■ WRITTEN REQUEST:
Switch "innermost" to "central" wherever it occurs in the items below, and write the items out again with nothing else changed.

■ DATA SECTION:
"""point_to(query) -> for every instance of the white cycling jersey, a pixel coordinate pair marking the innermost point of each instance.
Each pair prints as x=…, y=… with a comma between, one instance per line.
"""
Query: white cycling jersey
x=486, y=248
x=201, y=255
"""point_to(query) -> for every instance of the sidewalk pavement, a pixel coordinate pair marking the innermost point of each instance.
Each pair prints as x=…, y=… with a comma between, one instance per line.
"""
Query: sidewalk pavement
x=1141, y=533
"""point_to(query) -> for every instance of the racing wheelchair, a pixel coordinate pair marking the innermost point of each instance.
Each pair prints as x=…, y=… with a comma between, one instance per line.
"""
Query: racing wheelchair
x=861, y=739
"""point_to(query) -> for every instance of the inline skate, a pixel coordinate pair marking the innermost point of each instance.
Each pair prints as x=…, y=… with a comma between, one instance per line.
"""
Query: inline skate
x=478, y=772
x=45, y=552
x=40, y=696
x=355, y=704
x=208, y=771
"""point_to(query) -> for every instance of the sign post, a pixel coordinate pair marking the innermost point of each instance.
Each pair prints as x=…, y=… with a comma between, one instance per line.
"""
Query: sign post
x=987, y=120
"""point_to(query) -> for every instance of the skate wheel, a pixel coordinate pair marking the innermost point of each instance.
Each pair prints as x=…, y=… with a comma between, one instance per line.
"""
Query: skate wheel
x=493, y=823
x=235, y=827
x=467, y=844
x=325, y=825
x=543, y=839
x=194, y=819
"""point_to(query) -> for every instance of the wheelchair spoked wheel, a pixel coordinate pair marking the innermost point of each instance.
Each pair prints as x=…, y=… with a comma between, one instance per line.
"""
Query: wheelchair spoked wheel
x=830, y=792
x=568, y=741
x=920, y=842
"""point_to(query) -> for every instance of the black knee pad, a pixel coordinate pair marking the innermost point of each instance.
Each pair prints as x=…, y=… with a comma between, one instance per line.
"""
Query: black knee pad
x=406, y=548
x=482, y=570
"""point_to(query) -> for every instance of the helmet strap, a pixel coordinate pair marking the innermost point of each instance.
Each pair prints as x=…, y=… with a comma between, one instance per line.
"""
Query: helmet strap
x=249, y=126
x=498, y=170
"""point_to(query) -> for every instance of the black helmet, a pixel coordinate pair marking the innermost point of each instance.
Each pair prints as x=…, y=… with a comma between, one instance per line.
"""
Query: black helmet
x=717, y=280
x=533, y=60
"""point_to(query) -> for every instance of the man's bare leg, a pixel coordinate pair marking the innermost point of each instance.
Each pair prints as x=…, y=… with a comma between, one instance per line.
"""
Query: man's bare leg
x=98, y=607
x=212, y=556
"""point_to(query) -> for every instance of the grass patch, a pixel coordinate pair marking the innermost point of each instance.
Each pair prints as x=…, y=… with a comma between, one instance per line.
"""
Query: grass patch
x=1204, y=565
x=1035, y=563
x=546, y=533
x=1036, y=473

■ EXERCISE ANSWER:
"""point_to(query) -> for every instance of the white cycling jersey, a pixel coordinate pair marking the central point of each instance.
Each pair prints as x=…, y=… with a comma between, one instance per line.
"""
Query: white cycling jersey
x=486, y=248
x=201, y=255
"""point_to(query) -> for every instance of the sidewalk pavement, a pixel coordinate pair marking the central point of each instance.
Each pair prints as x=…, y=… with a comma between, one instance per line.
"""
Query: sidewalk pavement
x=1141, y=533
"""point_to(query) -> for every instance of the racing wheelchair, a pixel coordinate pair marking the central point of each instance.
Each pair prints as x=…, y=… with a comma between, one instance per line.
"""
Query: racing wheelchair
x=861, y=739
"""point_to(query) -> for every instance of the inline skate, a pixel coordinate pair marking the central point of each instance.
Each pair prints as x=…, y=… with a comma between, one instance per line.
"""
Query: inline skate
x=478, y=772
x=45, y=552
x=40, y=696
x=355, y=704
x=208, y=771
"""point_to(query) -> for every instance of the sign post, a pixel coordinate pair marking the central point of each instance.
Each pair prints as x=…, y=… with a comma between, one instance per line.
"""
Query: sign post
x=987, y=120
"""point_to(query) -> for every instance of the skate wheel, a pixel coordinate pair marking the central point of each instance.
Each pair prints as x=…, y=… with a comma between, one instance per line.
"""
Query: skate wheel
x=493, y=823
x=235, y=827
x=467, y=844
x=325, y=825
x=543, y=839
x=194, y=819
"""point_to(query) -> for every instance of the wheelchair spoked wheel, a pixel coordinate pair marking the central point of each instance.
Each pair prints as x=…, y=… with a comma between, one instance per line.
"""
Query: wheelchair spoked wheel
x=830, y=792
x=568, y=741
x=920, y=842
"""point_to(query) -> for every instance of the black knee pad, a pixel coordinate pair marking the central point of each instance.
Each pair prints as x=…, y=… with a comma between, one instance per line.
"""
Query: black knee pad
x=406, y=548
x=482, y=570
"""point_to(query) -> for every instance of the helmet strap, a pixel coordinate pair marking the central point of each instance.
Each pair prints as x=…, y=… with a comma between, one instance per line.
"""
Query: helmet strap
x=249, y=126
x=498, y=170
"""point_to(query) -> for every instance of the black helmet, a pixel coordinate pair marking the central point of each instance.
Each pair prints as x=…, y=… with a comma between, one instance per line.
"""
Query: black helmet
x=717, y=280
x=533, y=60
"""point_to(query) -> for every instance of the man's bare leg, a pixel coordinate pair marking the central point of each instance.
Each pair prints as x=…, y=… with a comma between, one instance per line.
"""
Query: man's bare leg
x=98, y=607
x=212, y=556
"""point_to(query) -> for every instance of the grass patch, a pixel coordinate pair marking the central point of each instance.
Each pair prints as x=…, y=… with a comma between, one instance per line.
"""
Query: grass patch
x=1204, y=565
x=1035, y=563
x=546, y=533
x=1036, y=473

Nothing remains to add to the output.